Objective A.
List each line in the entries below that contains the string "pickup", matching case.

Document text.
· · · ·

Citation : 2010 Latest Caselaw 5720 Del
Judgement Date : 15 December, 2010
27.
* IN THE HIGH COURT OF DELHI AT NEW DELHI
+ COMPANY APPLICATION (M) NO. 221/2010
Date of decision: 15th December, 2010
LEMON EXIM PRIVATE LIMITED.........Transferor Company.
AND
VINTON HEALTHCARE LIMITED....Transferee Company.
Through Ms.Shally B. Maheshwari, Mr.
Sameer Sagar, Ms. Barsa Mishra,
Advocates.
CORAM:
HON'BLE MR. JUSTICE SANJIV KHANNA
O R D E R (ORAL)
1. This application under Sections 391 and 393 of the Companies Act, 1956 (Act, for short) has been filed by Lemon Exim Private Limited (Transferor Company) and Vinton Healthcare Limited (Transferee Company) in respect of scheme of arrangement, which has been enclosed as Annexure-D to this application.
2. In the application, details with regard to the date of incorporation of the transferor and transferee company, their authorized, subscribed, issued and paid up share capital have been stated. Registered office of the transferor company and the transferee company are located within the National Capital Territory of Delhi. Along with the application, the transferor company and the transferee company have enclosed copy of their Memorandum and Articles of Association. The latest audited balance sheet as on 31st March, 2010 and unaudited balance sheet as on 30th October, 2010 of the transferee company have been placed on record. The transferor company was incorporated only on 8 th November, 2010 and the unaudited balance sheet of the said company for the period ending 30th November, 2010 has been enclosed. As per the said balance sheet, the transferor company does not have any fixed COMPANY APPLICATION (M) NO. 214/2010 Page 1 assets. The shareholders' fund indicate that the authorized and paid up share capital is Rs.1,00,000/- and Rs.94,340/- is available in the cash/bank balance. Rs.5,660/- has been incurred as expenditure.

· · · ·

Source material.
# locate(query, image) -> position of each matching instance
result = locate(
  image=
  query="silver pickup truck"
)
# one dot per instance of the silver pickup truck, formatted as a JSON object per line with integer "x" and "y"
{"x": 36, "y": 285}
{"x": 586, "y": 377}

· · · ·

Objective B.
According to the court order above, on what date was the transferor company incorporated?

Correct result A.
  query="silver pickup truck"
# one dot per instance of the silver pickup truck, formatted as a JSON object per line with integer "x" and "y"

Correct result B.
8th November, 2010